→ Task to carry out
Copy out every line exactly as given.

→ Pointing dataset excerpts
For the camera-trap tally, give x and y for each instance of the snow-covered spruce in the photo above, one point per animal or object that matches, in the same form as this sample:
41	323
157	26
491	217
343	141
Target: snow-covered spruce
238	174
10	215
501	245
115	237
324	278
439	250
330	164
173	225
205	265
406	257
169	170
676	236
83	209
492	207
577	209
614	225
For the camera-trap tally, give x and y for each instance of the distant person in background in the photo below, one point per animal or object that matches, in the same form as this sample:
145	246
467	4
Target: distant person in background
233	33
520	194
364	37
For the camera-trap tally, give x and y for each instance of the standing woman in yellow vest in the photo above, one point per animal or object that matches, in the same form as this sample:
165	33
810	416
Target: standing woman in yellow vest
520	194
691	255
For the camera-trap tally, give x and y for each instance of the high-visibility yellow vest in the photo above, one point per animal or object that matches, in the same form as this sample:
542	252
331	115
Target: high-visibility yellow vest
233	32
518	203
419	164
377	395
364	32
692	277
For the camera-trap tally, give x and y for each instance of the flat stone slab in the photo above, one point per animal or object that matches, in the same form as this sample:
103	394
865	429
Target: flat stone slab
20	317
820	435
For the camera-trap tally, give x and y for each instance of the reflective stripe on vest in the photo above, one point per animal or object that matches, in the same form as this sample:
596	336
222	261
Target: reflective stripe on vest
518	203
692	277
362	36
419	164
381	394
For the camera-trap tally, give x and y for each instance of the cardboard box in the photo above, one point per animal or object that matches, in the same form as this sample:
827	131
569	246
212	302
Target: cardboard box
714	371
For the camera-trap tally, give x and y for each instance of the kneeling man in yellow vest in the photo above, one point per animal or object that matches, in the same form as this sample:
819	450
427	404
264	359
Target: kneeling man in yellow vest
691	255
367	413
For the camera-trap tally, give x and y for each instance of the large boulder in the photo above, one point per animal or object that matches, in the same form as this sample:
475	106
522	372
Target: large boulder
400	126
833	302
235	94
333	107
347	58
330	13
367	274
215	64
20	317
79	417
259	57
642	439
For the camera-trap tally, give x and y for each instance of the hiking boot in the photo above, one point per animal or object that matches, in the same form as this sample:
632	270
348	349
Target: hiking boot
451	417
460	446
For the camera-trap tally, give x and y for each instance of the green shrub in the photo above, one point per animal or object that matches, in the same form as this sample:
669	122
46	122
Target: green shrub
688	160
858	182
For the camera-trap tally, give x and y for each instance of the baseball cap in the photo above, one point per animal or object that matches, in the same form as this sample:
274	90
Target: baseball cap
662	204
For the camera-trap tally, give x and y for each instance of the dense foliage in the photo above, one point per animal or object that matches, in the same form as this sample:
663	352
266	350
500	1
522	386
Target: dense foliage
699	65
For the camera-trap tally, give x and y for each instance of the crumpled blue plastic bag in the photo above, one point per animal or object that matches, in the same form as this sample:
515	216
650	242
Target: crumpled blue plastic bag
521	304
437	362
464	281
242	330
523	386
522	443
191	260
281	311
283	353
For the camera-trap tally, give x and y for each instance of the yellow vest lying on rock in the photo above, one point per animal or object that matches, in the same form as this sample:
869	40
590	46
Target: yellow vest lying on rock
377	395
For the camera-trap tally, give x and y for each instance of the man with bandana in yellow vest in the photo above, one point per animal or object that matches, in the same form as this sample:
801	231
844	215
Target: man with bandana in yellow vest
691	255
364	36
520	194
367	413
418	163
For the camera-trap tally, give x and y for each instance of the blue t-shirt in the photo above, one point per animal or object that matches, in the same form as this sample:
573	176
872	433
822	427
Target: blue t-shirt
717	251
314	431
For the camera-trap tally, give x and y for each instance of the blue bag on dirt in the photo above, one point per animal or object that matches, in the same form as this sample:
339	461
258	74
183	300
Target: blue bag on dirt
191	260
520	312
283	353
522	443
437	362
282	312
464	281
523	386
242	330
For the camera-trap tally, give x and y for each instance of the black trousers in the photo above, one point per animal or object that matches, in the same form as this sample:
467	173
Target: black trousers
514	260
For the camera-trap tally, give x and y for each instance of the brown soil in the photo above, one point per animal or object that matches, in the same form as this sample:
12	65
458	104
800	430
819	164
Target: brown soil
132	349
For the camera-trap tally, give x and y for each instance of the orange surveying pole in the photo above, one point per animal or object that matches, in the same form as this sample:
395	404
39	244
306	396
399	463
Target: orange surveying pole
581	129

→ Solution to this problem
For the camera-trap tally, give x and y for each instance of the snow-covered spruce in the photo above, one point per animal or object that matches, in the same form as this sample:
41	323
157	26
491	217
343	141
Target: snow-covered spruce
238	174
10	215
501	245
115	237
324	278
439	250
330	164
173	225
205	265
406	257
169	170
676	236
83	209
492	207
577	209
614	225
For the camera-trap tally, give x and y for each instance of the distant person in background in the photo below, one point per animal or object that matches, in the same form as this sample:
145	246
467	4
Target: distant person in background
233	33
520	194
364	37
For the camera-trap tally, give x and y for each instance of the standing woman in yellow vest in the photo above, one point per animal or object that matches, in the same form as this sample:
165	33
810	416
Target: standing woman in yellow vest
520	194
691	255
For the camera-trap tally, give x and y for each instance of the high-visibility yellow vest in the photo above, one point per animal or object that matches, in the same form as this sample:
542	252
331	115
Target: high-visibility yellow vest
233	32
518	203
419	164
377	395
364	32
692	277
For the camera-trap tally, give x and y for each instance of the flat stone slab in the photo above, one point per animal or object that matches, in the same form as this sample:
103	394
865	429
Target: flat stone slab
20	317
820	435
For the camera-trap tally, give x and y for each instance of the reflective stripe on vest in the photo above, one point per animal or object that matches, in the same form as this sample:
596	336
222	261
Target: reflective stripe on vest
518	203
692	277
362	36
419	164
381	394
For the camera-trap tally, give x and y for each instance of the cardboard box in the photo above, one point per animal or object that matches, in the same form as this sample:
827	131
569	246
212	302
Target: cardboard box
714	371
For the camera-trap tally, give x and y for each instance of the kneeling man in yellow vest in the photo above, one point per animal or object that matches, in the same form as this sample:
819	450
427	404
264	359
Target: kneeling man in yellow vest
691	255
367	413
For the camera-trap tally, give x and y for each instance of the large boulder in the photo above, one point per animal or object that matches, in the same form as this sample:
475	106
522	372
Target: large boulder
400	126
833	302
235	94
333	107
347	58
330	13
367	274
215	64
20	317
79	417
259	57
642	439
For the camera-trap tally, give x and y for each instance of the hiking boot in the photo above, one point per animal or object that matches, in the same form as this sample:
632	270
348	349
Target: hiking boot
451	417
460	446
For the camera-trap tally, give x and y for each instance of the green shrub in the photo above, one point per animal or object that matches, in the same form as this sample:
669	122
46	122
Target: green shrub
688	160
858	182
For the camera-trap tally, give x and y for each instance of the baseball cap in the photo above, one point per animal or object that matches, in the same form as this sample:
274	90
Target: baseball cap
662	204
For the camera-trap tally, give x and y for each instance of the dense foliage in the photo above, one point per animal or object that matches, in the same form as this sample:
663	352
266	350
500	1
522	386
Target: dense foliage
699	65
For the camera-trap tally, give x and y for each instance of the crumpled blue plastic bag in the photo above, one point per animal or object that matches, in the same form as this sample:
515	216
650	242
Target: crumpled blue plastic bag
521	304
437	362
464	281
242	330
523	386
522	443
191	260
281	311
283	353
For the camera-trap tally, give x and y for each instance of the yellow vest lying on rock in the photo above, one point per animal or object that matches, in the same form as this sample:
869	40
590	46
Target: yellow vest lying on rock
377	395
For the camera-trap tally, give x and y for each instance of the man with bandana in yellow vest in the photo above, one point per animal or object that matches, in the same form as this sample:
801	231
844	215
Target: man with bandana in yellow vest
691	255
364	36
520	194
367	413
418	163
For the camera-trap tally, give x and y for each instance of the blue t-shirt in the photo above, one point per animal or object that matches, in the same form as this sample:
573	176
872	433
822	427
Target: blue t-shirt
717	251
314	431
For the camera-trap tally, give x and y for each instance of the blue bag on dirt in the photo above, one point per animal or object that matches, in the same form as this sample:
339	461
258	74
183	300
Target: blue bag on dirt
191	260
520	312
283	353
522	443
437	362
282	312
464	281
523	386
242	330
For the camera-trap tally, give x and y for each instance of the black trousers in the photo above, one point per animal or object that matches, in the same form as this sample:
467	173
Target: black trousers
514	260
For the camera-trap tally, give x and y for each instance of the brown soil in the photo above, one point per animal or object that matches, in the same form as this sample:
12	65
458	104
800	430
819	164
Target: brown soil
132	349
For the camera-trap tally, give x and y for each instance of the orange surveying pole in the photo above, one point per animal or object that matches, in the same form as this sample:
395	404
39	244
306	396
399	463
Target: orange surveying pole
581	129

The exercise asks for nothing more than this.